◆ **What you need to do**: Set out every line of the items below as a numbered list, leaving out any blank lines.
►
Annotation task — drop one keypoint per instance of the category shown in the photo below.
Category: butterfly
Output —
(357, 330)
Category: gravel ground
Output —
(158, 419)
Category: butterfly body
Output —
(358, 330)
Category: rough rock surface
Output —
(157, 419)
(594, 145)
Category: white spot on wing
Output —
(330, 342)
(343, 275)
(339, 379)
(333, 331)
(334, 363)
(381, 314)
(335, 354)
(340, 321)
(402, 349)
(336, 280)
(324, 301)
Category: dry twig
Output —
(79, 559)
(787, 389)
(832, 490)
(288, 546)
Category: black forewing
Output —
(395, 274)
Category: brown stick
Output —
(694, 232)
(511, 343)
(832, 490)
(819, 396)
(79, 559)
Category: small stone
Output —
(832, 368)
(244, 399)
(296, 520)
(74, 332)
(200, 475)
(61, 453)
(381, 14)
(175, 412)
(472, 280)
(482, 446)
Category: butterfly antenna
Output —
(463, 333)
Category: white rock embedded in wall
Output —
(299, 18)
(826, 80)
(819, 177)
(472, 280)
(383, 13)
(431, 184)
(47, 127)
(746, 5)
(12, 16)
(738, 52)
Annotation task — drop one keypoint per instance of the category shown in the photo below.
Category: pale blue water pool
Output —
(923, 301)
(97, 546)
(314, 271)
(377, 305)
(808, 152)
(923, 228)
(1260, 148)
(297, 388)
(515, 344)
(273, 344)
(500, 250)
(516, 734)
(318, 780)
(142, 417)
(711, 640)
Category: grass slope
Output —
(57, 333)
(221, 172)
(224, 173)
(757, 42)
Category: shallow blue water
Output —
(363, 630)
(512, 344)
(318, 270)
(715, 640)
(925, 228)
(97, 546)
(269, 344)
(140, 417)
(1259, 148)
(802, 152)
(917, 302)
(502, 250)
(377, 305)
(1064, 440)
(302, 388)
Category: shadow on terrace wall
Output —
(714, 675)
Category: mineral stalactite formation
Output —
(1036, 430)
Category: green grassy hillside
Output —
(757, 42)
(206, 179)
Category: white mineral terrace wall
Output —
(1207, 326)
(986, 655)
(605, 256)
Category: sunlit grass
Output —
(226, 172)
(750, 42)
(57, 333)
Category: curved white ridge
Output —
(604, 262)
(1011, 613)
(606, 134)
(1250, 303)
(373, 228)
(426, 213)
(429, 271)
◄
◆ **Written reply**:
1. Annotation task — drop one keypoint per instance of the category shown in the photo below.
2. Category: butterfly
3. Output —
4. (357, 330)
5. Category: gravel ground
6. Output —
7. (158, 419)
8. Category: butterfly body
9. Output —
10. (358, 330)
11. Category: rough rock surface
12. Output —
13. (157, 419)
14. (594, 145)
15. Category: white spot on wing
16. Output —
17. (330, 342)
18. (343, 275)
19. (339, 379)
20. (333, 331)
21. (334, 363)
22. (381, 314)
23. (335, 354)
24. (340, 321)
25. (402, 349)
26. (336, 280)
27. (324, 301)
28. Category: dry twig
29. Output —
30. (79, 559)
31. (787, 389)
32. (832, 490)
33. (288, 546)
34. Category: black forewing
35. Output —
36. (395, 274)
37. Category: brown stick
38. Output —
39. (694, 232)
40. (511, 343)
41. (832, 490)
42. (819, 396)
43. (79, 559)
44. Category: small stone
45. Output —
46. (832, 368)
47. (244, 399)
48. (296, 520)
49. (74, 332)
50. (200, 475)
51. (61, 453)
52. (381, 14)
53. (175, 412)
54. (472, 280)
55. (482, 446)
56. Category: butterfly antenna
57. Output —
58. (463, 333)
59. Category: white rock embedded in wall
60. Output —
61. (299, 18)
62. (826, 80)
63. (819, 177)
64. (472, 280)
65. (383, 13)
66. (431, 184)
67. (47, 127)
68. (746, 5)
69. (12, 16)
70. (738, 52)
71. Annotation task — drop one keypoint per instance of the category shown in the photo below.
72. Category: pale blue water pool
73. Output —
74. (923, 301)
75. (97, 546)
76. (314, 271)
77. (377, 305)
78. (808, 152)
79. (923, 228)
80. (1260, 148)
81. (297, 388)
82. (515, 344)
83. (273, 344)
84. (500, 250)
85. (516, 734)
86. (318, 780)
87. (142, 417)
88. (711, 640)
89. Category: grass slope
90. Output —
91. (57, 333)
92. (221, 172)
93. (224, 173)
94. (757, 42)
95. Category: shallow blue water
96. Output —
97. (363, 630)
98. (512, 344)
99. (318, 270)
100. (715, 640)
101. (925, 228)
102. (97, 546)
103. (269, 344)
104. (140, 417)
105. (1259, 148)
106. (802, 152)
107. (917, 302)
108. (502, 250)
109. (377, 305)
110. (1064, 440)
111. (302, 388)
112. Category: shadow on terrace wall
113. Output —
114. (714, 675)
115. Category: mineral stalactite formation
116. Output —
117. (1036, 430)
118. Category: green grassy hillside
119. Output —
120. (757, 42)
121. (206, 179)
122. Category: white mineral terrace wall
123. Output —
124. (1207, 326)
125. (986, 655)
126. (605, 256)
127. Category: sunlit grass
128. Output —
129. (226, 172)
130. (750, 42)
131. (57, 333)
132. Category: curved white ridge
133. Output —
134. (604, 262)
135. (1011, 613)
136. (606, 134)
137. (1250, 303)
138. (373, 228)
139. (426, 213)
140. (429, 271)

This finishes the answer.